━━━━━ Trecho de origem ━━━━━

A quebradeira do decoro

BRASÍLIA - As perícias da polícia não foram conclusivas. Não surgiram provas de negócios escusos com o lobista da construtora. Quanto ao favorecimento a uma cervejaria, as apurações implicam mais o irmão deputado. O uso de laranjas na compra e venda de rádios e jornal? Ainda que os indícios pareçam robustos, as investigações pouco avançaram, em virtude da prioridade dada à denúncia original. Tudo o que há sobre a quarta suspeita, de propina em ministérios, é um depoimento do ano passado.
Formalistas e interesseiros já têm esse discurso engatilhado para tentar virar o jogo, protegidos pelo voto secreto e pelo debate fechado no plenário. O ônus é de quem acusa, eles afirmam, alheios ao parecer devastador do Conselho de Ética, que aponta oito irregularidades.
Falta à tropa de choque, porém, elaborar uma justificativa para os pecados que Renan Calheiros cometeu uma vez na berlinda.
Não se trata aqui dos erros táticos do senador (forneceu os documentos que, desconstruídos e desmoralizados, voltaram-se contra ele). Mas da constatação do uso acintoso e desmedido que fez da presidência da Casa para se defender.
Antes reconhecido e mesmo elogiado como um político apaziguador, Renan vergou o Congresso. Arbitrou ele mesmo os apartes e contestações às explicações que produzia à medida que os processos se avolumavam. Escalou e tutelou o Conselho de Ética enquanto pôde.
Pôs a secretária para revisar registros taquigráficos de depoimentos. Patrocinou a idéia de uma CPI para intimidar a imprensa. Ameaçou colegas com o discurso eu-sei-o-que-você-fez-no-verão-passado. Ocultou os empréstimos que, reconheceria mais tarde, bancaram as mesadas de Mônica Veloso. Chamou de "gestante" a mãe da filha -e esta, de "criança".
Por três longuíssimos meses, quebrou não só o seu decoro mas o de todos os senadores, a quem hoje cabe decidir se ele vale o troco.

━━━━━

» A fazer: Por favor, copie o texto sobre Renan Calheiros a partir de "Falta à tropa" até "Ética enquanto pôde." e troque "senador" por "parlamentar".

━━━━━ Dados fornecidos ━━━━━

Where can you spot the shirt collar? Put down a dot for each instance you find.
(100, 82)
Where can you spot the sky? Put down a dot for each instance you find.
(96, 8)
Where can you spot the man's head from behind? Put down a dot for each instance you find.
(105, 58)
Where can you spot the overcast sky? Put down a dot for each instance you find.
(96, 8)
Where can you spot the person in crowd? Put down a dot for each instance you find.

━━━━━
━━━━━ Dados fornecidos ━━━━━

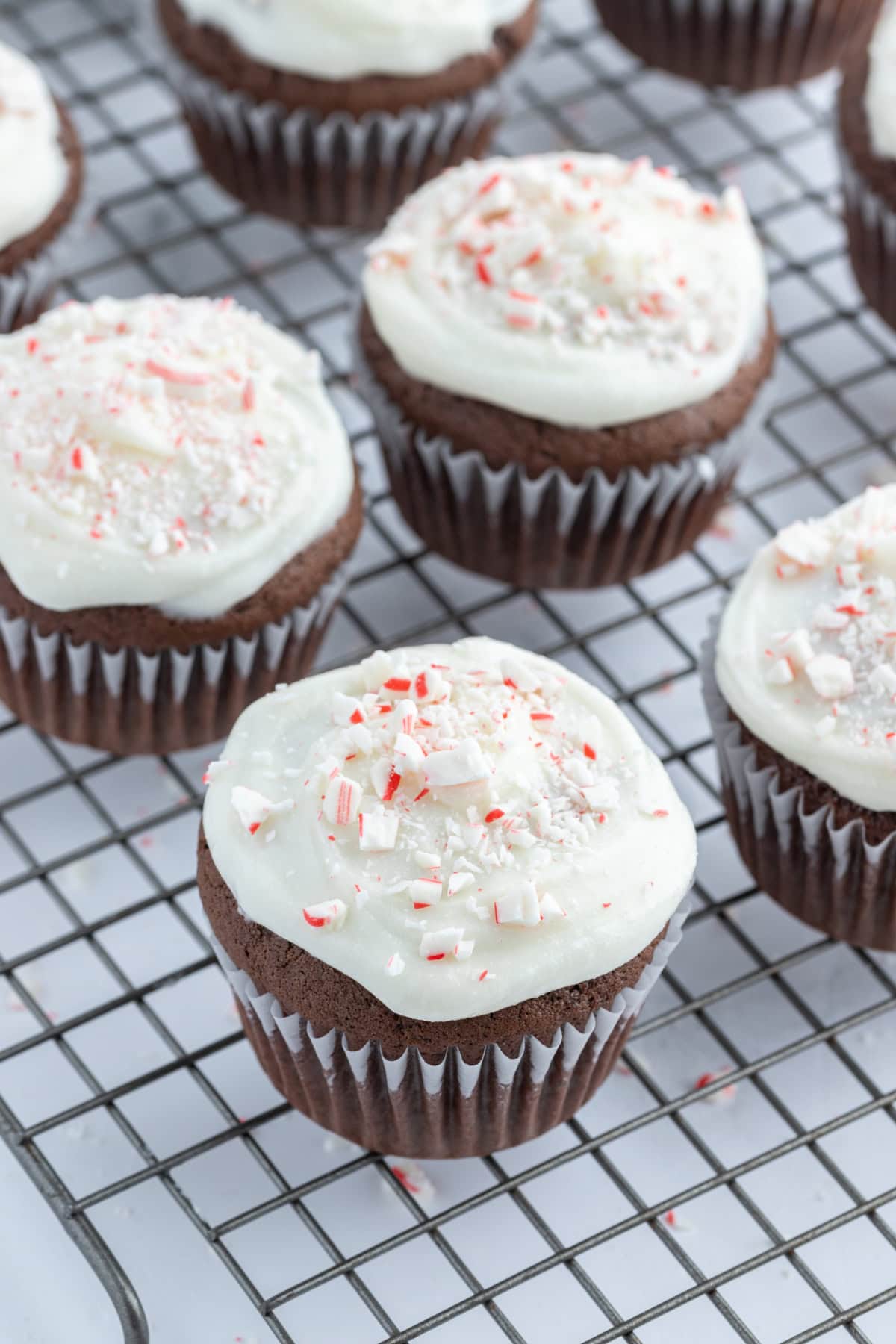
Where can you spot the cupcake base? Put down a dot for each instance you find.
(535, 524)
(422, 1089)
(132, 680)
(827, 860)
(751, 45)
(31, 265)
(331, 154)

━━━━━

» Resposta:
Falta à tropa de choque, porém, elaborar uma justificativa para os pecados que Renan Calheiros cometeu uma vez na berlinda.
Não se trata aqui dos erros táticos do parlamentar (forneceu os documentos que, desconstruídos e desmoralizados, voltaram-se contra ele). Mas da constatação do uso acintoso e desmedido que fez da presidência da Casa para se defender.
Antes reconhecido e mesmo elogiado como um político apaziguador, Renan vergou o Congresso. Arbitrou ele mesmo os apartes e contestações às explicações que produzia à medida que os processos se avolumavam. Escalou e tutelou o Conselho de Ética enquanto pôde.